→ やること
下のエントリすべてについて、「Indicate」を「Mark」に変え、ほかは変えずに書き直す。画像は答えに入れない。

→ 与えられたエントリ
::::::::::
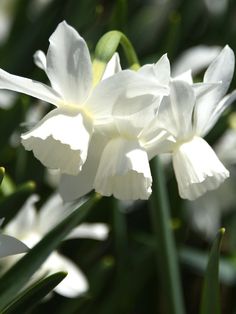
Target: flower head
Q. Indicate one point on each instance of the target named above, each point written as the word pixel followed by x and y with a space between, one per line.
pixel 185 116
pixel 61 139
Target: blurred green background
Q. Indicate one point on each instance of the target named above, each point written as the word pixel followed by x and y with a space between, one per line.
pixel 121 270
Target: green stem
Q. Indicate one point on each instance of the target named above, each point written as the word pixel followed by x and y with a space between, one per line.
pixel 167 260
pixel 106 47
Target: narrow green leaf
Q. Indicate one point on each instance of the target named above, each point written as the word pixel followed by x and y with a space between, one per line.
pixel 12 281
pixel 210 299
pixel 36 292
pixel 166 254
pixel 9 205
pixel 2 172
pixel 196 260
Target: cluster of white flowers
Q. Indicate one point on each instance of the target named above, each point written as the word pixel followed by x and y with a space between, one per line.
pixel 102 136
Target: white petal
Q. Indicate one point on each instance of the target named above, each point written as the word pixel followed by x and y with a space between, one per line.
pixel 60 140
pixel 175 111
pixel 113 66
pixel 195 58
pixel 220 70
pixel 97 231
pixel 159 72
pixel 156 141
pixel 69 66
pixel 125 85
pixel 25 220
pixel 197 168
pixel 51 213
pixel 130 124
pixel 11 246
pixel 207 124
pixel 124 171
pixel 185 76
pixel 226 147
pixel 40 60
pixel 75 283
pixel 29 87
pixel 74 187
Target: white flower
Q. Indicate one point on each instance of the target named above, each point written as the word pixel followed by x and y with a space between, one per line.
pixel 61 139
pixel 186 116
pixel 30 226
pixel 10 245
pixel 117 161
pixel 206 212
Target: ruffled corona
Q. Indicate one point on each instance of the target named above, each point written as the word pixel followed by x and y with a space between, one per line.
pixel 124 171
pixel 197 168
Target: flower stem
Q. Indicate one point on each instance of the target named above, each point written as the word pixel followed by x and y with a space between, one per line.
pixel 165 245
pixel 106 47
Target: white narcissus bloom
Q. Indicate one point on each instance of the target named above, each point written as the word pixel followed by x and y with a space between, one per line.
pixel 30 226
pixel 61 139
pixel 118 163
pixel 206 212
pixel 10 245
pixel 187 115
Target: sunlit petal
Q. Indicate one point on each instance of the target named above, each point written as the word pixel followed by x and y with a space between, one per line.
pixel 60 140
pixel 11 246
pixel 124 171
pixel 29 87
pixel 74 187
pixel 69 66
pixel 197 168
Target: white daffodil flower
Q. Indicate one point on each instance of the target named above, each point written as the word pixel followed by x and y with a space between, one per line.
pixel 30 226
pixel 187 115
pixel 117 162
pixel 10 245
pixel 206 212
pixel 61 139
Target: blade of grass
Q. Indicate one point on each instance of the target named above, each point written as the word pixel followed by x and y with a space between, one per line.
pixel 167 261
pixel 210 299
pixel 36 292
pixel 12 281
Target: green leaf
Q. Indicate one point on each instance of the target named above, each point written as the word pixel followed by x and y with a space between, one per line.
::::::::::
→ 正解
Target: flower head
Q. Mark one point on each instance of the target named above, each point written as the word pixel followed by x and y with a space between, one per line.
pixel 185 116
pixel 61 139
Target: blurred green background
Q. Mark one point on each instance of the target named above, each point written as the word pixel followed by x and y with a space between, one per line.
pixel 121 270
Target: green stem
Q. Mark one point on each instance of the target named above, each point written as the word pixel followed by x and y with a space between, one per line.
pixel 167 260
pixel 106 47
Target: narrow green leaf
Q. Mark one point on each instance of the target named above, each point written as the word pixel followed by x and y with a space between, one per line.
pixel 12 281
pixel 210 299
pixel 36 292
pixel 166 254
pixel 9 205
pixel 2 172
pixel 196 260
Target: cluster of white flowers
Q. Mark one point on each instance of the target named above, each point written as the word pixel followed by x and y with a space between, one per line.
pixel 102 136
Target: white petal
Q. Mark one point on each instance of the target named above, each point written as the word pixel followed by x and y with a space between, one per line.
pixel 60 140
pixel 175 111
pixel 113 66
pixel 195 58
pixel 220 70
pixel 97 231
pixel 159 72
pixel 156 141
pixel 69 66
pixel 125 85
pixel 25 220
pixel 197 168
pixel 51 213
pixel 130 124
pixel 11 246
pixel 207 124
pixel 124 171
pixel 185 76
pixel 226 147
pixel 40 60
pixel 75 283
pixel 29 87
pixel 74 187
Target: white flower
Q. Mark one point on each instance of the target named above, each point written as the word pixel followed by x and y with a space between, one per line.
pixel 61 139
pixel 186 116
pixel 30 226
pixel 10 245
pixel 117 161
pixel 206 212
Target: ruffled corona
Q. Mark one point on each instance of the target named above, each point written as the word pixel followed by x and y with a space between, one per line.
pixel 124 171
pixel 197 168
Target: flower stem
Q. Mark one point on each instance of the target named above, each point written as the word pixel followed by x and y with a space between, one per line.
pixel 165 245
pixel 106 47
Target: white narcissus bloom
Q. Mark one point on each instance of the target named above, each point written as the word pixel followed by x and y with a space between, one per line.
pixel 30 226
pixel 61 139
pixel 118 163
pixel 206 212
pixel 10 245
pixel 187 115
Target: sunlit petal
Q. Mark one point on each instance of the target named above, each point written as the word pixel followed by x and y with a space between, one per line.
pixel 60 140
pixel 11 246
pixel 124 171
pixel 29 87
pixel 74 187
pixel 69 66
pixel 197 168
Target: white daffodil flower
Q. Mark one point on each instance of the target named above, each point written as the word pixel followed by x and y with a space between, one per line.
pixel 30 226
pixel 187 115
pixel 117 162
pixel 10 245
pixel 206 212
pixel 61 139
Target: blade of grass
Q. Mark one point on each instance of the target named above, each point written as the word pixel followed by x and y with a space between, one per line.
pixel 167 261
pixel 210 299
pixel 36 292
pixel 12 281
Target: green leaf
Q. Mark one point on each instance of the target named above, each point written as the word pixel followed by x and y with a space between, one per line.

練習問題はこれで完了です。